_Page excerpt_.
§ §
Zeljko Komsic said this in his speech he held at a ceremony that was marking the 14th anniversary of the forming of Bosnia’s Armed Forces – an army that was at the time it was put together made up of soldiers who shot at each other during the country’s 1992-95 war.

The reform that melted the three warring factions together into one state army was the most successful project in post-war Bosnia which not very many at the time believed was possible.

“The Armed Forces of Bosnia and Herzegovina are, without a doubt, the better part of our society and an indicator that reforms in Bosnia can be implemented successfully,” Komsic said at the ceremony.

“The primary purpose of the existence of the Armed Forces of Bosnia and Herzegovina is to protect the sovereignty and territorial integrity of our country. That is also the elementary prerequisite for the integration of the state in wider defence and security systems, such as NATO, under whose auspices, yet still relying on our forces, we can not only be safe but also prosperous as a state and society,” he said.
§ §
_Stored rows_.
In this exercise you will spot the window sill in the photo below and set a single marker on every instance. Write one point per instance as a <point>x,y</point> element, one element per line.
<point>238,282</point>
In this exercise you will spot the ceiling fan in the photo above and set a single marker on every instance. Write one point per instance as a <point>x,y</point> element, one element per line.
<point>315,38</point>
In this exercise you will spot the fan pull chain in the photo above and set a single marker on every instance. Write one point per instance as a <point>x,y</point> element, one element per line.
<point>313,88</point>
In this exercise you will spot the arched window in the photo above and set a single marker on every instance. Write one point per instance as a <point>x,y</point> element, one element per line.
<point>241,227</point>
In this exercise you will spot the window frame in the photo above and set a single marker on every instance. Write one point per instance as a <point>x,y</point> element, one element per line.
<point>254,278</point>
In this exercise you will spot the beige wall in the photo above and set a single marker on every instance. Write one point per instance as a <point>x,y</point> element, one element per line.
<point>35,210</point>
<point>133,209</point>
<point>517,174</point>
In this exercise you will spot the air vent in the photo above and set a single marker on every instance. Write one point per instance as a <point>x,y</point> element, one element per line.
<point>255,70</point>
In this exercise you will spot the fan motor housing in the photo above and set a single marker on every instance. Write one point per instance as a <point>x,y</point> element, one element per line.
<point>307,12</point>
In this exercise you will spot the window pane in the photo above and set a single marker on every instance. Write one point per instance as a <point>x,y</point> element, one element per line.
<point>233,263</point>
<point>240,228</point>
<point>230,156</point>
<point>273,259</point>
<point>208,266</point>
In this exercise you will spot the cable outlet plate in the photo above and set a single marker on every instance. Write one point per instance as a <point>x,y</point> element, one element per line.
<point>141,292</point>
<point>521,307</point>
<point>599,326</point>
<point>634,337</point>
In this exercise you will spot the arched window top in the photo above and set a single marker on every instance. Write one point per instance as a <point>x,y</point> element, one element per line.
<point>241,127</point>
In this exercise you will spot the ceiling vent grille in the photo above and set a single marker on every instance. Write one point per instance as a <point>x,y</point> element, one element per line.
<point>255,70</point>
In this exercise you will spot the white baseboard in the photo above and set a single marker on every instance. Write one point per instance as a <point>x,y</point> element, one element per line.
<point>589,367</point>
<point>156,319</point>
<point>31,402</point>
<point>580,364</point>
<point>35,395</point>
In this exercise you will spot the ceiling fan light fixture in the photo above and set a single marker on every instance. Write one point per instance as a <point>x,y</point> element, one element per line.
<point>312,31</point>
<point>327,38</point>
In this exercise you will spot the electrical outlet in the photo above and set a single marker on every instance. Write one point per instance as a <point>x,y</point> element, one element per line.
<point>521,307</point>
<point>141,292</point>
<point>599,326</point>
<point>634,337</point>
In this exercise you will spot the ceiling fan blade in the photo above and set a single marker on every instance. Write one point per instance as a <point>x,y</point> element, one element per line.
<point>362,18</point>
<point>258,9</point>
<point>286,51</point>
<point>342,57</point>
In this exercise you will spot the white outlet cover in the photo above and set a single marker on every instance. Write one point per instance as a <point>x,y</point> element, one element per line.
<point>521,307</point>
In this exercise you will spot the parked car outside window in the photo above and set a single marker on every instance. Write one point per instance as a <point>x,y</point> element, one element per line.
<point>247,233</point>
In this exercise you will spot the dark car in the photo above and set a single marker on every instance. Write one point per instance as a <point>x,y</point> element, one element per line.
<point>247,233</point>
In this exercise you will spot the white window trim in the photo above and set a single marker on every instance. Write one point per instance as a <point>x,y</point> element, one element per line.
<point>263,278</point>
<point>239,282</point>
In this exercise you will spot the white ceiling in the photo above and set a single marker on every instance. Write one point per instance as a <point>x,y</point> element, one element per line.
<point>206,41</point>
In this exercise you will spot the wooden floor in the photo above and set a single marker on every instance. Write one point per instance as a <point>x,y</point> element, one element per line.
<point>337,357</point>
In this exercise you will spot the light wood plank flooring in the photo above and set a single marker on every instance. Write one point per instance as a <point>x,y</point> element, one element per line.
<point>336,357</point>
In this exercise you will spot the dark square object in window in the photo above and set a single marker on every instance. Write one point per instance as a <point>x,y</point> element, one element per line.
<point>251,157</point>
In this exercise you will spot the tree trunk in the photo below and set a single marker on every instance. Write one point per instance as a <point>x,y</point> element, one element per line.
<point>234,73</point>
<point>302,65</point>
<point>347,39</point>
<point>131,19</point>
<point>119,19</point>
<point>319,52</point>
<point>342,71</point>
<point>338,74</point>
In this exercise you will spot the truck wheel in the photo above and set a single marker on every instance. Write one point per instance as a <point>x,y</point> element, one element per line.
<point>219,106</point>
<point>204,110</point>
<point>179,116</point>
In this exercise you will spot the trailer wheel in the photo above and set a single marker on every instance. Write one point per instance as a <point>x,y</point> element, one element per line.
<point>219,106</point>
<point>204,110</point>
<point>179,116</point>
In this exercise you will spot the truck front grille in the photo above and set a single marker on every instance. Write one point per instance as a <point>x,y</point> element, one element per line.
§ §
Write what comes next in the report on Zeljko Komsic's speech at the anniversary of Bosnia's Armed Forces, starting after its last sentence. The data has no connection to the text about Bosnia's Armed Forces.

_Answer to this problem_.
Bosnia had to submit an annual national defence program to NATO as one of the preconditions for the activation of the NATO Membership Action Program – a step toward membership. But the country’s Bosnian Serb leader and Presidency member Milorad Dodik has been vehemently against the country’s membership in the Alliance altogether.

However, his Bosniak and Bosnian Croat colleagues insisted on sending the document.

The country did not have a government for a whole year after elections because of this quarrel.

Negotiations finally ended with a recent agreement which the opposing sides interpret differently.

Citizens still do not know whether the agreement was moving the country toward membership or whether it has blocked that path completely.

In his speech, Komsic, who advocated membership, praised the Armed Forces for participating in various international peace missions and in this way “contributing to setting up and maintaining peace throughout the world.”

“At this same place last year, at the 13th anniversary of the forming of Bosnia’s Armed Forces, we spoke about the need to meet the conditions for the NATO Membership Action Plan (MAP),” he said. “A year later, we can happily say that Bosnia and Herzegovina is since December 5, 2018, within the MAP and is, in accordance with a decision by Bosnia’s Presidency, sending an annual Reform Programme to NATO which will give a new dynamic to the continuation of the NATO integration process.”

“The process we have waited years for is now unblocked, and that is surely additional encouragement for all members of Bosnia’s Armed Forces and all of the citizens of Bosnia and Herzegovina,” Komsic said.